What you are asked to do –
Repeat, exactly as written, the line with "Where can the stack" and every line that follows it in the material below, ending with the last.

(Data for this task Opens)

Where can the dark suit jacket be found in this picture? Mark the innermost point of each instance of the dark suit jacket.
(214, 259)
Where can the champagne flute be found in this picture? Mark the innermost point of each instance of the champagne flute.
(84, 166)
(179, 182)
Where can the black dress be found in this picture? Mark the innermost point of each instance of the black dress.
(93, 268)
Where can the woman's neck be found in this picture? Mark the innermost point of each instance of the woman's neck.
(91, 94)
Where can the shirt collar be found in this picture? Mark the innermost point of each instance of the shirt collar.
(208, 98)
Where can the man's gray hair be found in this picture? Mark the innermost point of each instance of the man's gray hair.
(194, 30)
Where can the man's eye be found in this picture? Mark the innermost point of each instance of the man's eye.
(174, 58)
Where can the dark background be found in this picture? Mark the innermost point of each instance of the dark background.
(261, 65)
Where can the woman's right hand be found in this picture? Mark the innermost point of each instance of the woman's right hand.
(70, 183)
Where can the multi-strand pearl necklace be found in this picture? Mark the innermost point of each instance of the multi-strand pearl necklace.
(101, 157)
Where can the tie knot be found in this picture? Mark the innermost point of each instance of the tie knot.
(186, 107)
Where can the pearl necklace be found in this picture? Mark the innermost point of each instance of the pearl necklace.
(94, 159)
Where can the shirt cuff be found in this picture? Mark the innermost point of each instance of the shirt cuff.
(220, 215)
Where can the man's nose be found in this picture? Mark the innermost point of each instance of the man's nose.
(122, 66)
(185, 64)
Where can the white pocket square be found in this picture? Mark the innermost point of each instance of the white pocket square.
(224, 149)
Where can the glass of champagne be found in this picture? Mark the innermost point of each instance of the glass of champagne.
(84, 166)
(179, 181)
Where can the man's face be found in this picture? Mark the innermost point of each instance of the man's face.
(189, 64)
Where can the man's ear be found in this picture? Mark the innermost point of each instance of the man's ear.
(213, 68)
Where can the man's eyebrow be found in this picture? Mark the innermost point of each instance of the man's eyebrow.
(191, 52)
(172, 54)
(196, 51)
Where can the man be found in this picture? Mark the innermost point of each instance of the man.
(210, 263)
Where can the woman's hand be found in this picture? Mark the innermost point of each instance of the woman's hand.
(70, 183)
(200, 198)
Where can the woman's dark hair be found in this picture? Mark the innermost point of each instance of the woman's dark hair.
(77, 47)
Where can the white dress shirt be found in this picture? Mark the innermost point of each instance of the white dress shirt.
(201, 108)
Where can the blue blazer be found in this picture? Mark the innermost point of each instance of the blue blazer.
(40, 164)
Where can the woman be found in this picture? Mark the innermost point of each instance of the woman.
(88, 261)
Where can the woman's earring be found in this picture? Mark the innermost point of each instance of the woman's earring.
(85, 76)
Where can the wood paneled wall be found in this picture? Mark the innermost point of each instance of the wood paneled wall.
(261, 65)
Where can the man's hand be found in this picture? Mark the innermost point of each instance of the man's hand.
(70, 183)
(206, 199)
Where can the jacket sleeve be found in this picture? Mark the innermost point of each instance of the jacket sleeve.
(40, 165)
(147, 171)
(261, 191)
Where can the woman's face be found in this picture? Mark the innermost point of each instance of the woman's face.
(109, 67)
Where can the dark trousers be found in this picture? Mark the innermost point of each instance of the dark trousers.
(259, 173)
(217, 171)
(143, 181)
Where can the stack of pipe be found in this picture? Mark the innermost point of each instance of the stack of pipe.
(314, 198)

(Data for this task Closes)

Result of the task –
Where can the stack of pipe be found in this picture? Mark the innermost point of each instance of the stack of pipe.
(314, 198)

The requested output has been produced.